Exercise details -> Find every line in the entries below that contains the word "foliage", matching case exactly, and copy each of those lines in full.

***** Data excerpts

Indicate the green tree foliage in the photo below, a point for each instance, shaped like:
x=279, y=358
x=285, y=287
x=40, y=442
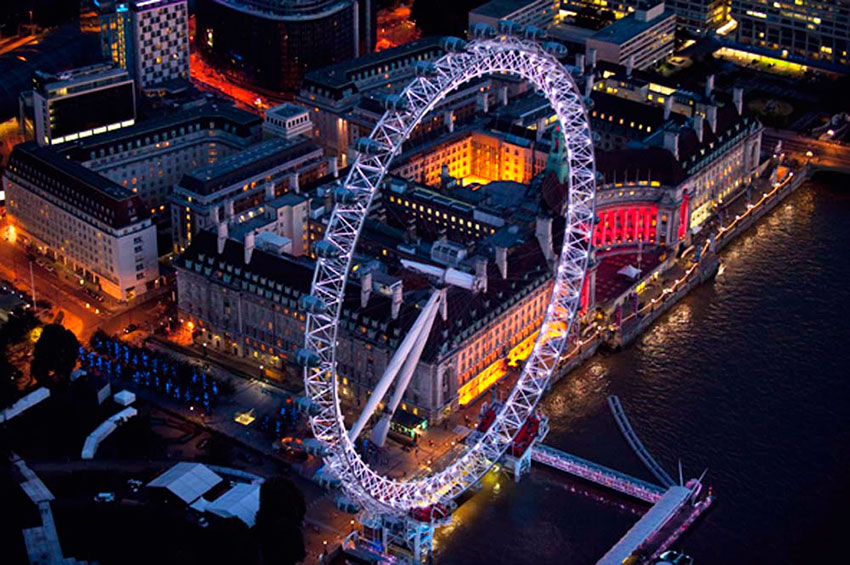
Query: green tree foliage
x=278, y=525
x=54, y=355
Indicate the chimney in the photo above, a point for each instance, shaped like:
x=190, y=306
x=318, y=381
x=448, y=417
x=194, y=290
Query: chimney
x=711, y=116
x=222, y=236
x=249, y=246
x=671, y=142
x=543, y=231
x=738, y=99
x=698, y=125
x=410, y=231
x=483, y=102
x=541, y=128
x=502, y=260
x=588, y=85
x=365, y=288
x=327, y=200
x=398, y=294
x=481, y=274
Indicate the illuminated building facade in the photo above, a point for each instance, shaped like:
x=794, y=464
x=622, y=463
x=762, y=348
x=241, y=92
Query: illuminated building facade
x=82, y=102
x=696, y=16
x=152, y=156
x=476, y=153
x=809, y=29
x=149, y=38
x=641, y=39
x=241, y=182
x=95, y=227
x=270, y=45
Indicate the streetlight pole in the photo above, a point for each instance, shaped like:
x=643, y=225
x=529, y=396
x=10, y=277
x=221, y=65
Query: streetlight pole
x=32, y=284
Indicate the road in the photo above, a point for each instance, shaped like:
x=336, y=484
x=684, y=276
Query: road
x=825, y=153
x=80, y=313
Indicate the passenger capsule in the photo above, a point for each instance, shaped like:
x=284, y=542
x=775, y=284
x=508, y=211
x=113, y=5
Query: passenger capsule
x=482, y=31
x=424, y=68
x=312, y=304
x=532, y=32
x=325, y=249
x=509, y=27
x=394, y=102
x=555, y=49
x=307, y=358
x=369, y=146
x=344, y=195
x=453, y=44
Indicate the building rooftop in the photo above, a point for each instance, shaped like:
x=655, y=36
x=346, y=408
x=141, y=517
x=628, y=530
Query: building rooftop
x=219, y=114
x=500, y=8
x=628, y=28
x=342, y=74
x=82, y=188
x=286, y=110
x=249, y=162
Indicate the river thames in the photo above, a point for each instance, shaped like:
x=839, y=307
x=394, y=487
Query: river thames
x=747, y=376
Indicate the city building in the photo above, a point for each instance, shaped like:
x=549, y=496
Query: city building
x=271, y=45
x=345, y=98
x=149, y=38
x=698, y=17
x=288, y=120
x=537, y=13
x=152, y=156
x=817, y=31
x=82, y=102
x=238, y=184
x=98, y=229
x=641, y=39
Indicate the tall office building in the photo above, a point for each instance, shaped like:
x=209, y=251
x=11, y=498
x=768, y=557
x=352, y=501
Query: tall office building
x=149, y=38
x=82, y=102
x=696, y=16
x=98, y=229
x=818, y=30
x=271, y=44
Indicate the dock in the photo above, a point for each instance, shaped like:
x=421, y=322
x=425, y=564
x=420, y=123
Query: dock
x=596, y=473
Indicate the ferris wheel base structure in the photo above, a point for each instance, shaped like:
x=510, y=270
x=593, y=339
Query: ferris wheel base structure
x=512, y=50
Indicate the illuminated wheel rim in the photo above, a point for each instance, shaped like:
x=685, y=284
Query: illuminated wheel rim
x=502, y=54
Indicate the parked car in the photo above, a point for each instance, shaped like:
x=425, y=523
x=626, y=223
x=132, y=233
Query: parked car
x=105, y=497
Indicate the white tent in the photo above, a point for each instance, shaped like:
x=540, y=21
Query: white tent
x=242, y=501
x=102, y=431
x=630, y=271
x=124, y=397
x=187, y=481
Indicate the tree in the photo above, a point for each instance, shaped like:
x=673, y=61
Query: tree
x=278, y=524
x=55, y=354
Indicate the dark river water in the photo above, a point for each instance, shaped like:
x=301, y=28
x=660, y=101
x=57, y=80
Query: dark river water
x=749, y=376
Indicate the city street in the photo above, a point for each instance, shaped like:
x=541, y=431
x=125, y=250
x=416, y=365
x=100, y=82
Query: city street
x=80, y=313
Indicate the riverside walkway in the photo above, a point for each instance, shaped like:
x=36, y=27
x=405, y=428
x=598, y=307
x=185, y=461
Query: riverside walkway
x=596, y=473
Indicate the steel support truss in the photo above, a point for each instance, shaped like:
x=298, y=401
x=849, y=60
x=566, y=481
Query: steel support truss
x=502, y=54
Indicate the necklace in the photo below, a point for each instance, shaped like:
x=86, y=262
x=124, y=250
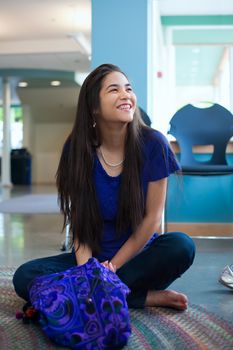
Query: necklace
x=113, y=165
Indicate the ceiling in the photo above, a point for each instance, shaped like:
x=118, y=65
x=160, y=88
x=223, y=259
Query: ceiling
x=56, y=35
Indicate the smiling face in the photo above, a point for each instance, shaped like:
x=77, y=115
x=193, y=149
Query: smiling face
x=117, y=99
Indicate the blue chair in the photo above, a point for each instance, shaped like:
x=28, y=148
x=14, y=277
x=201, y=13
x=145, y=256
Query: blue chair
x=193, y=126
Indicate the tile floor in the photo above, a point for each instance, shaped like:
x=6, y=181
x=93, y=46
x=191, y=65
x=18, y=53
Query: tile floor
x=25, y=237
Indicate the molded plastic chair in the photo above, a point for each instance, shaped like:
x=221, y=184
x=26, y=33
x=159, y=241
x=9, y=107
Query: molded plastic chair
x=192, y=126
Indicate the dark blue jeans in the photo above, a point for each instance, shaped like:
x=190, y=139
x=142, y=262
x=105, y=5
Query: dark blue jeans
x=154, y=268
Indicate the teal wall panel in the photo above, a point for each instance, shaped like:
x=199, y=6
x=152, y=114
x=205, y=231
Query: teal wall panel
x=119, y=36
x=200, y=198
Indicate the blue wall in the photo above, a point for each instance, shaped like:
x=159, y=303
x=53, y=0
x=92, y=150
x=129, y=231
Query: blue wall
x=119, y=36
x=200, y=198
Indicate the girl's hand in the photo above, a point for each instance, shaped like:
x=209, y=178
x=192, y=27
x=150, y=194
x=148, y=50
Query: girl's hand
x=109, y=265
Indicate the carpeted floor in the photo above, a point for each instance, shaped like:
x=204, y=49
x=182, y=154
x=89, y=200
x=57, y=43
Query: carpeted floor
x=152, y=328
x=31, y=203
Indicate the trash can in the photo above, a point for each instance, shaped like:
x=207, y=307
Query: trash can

**********
***** Data excerpts

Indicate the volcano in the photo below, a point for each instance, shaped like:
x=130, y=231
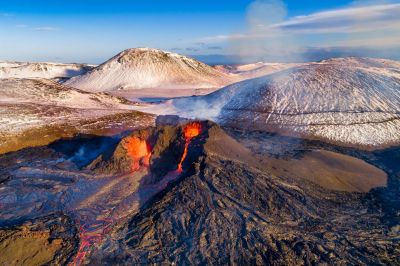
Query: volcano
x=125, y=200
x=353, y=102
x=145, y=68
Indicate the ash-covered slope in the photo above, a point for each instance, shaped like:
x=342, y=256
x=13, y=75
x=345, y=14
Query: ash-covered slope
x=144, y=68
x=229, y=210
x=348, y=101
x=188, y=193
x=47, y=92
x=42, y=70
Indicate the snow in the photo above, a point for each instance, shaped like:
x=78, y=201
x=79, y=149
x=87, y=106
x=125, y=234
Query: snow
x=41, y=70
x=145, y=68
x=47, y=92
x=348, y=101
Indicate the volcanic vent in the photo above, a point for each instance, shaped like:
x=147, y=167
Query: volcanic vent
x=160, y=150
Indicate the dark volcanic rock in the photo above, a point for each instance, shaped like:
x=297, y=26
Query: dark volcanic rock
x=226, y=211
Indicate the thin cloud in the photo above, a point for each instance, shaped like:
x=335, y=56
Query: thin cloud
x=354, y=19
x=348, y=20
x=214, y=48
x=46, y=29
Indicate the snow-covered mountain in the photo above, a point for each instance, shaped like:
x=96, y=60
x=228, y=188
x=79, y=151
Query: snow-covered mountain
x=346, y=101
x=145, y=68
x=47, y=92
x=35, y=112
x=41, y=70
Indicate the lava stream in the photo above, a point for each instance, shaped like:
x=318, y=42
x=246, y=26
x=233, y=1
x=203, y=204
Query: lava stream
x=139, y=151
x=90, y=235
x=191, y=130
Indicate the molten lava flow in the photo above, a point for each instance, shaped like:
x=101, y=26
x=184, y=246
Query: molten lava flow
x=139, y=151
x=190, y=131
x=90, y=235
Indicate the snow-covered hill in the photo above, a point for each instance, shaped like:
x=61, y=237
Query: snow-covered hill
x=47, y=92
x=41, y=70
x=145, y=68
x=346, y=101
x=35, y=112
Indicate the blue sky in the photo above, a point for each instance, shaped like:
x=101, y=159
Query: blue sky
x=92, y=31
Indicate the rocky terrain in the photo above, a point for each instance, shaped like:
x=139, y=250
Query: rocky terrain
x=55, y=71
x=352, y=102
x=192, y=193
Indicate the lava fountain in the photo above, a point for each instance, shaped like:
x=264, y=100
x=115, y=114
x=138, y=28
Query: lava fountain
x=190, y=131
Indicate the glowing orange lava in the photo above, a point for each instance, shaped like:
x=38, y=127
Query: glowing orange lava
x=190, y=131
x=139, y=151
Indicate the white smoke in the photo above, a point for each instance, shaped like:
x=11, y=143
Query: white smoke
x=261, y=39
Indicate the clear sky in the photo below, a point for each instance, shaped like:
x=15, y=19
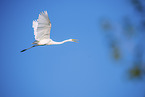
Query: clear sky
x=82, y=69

**********

Response ->
Indicate the green tree foliage in the photo below, a point for each instance, shaped like:
Query: green tree foliage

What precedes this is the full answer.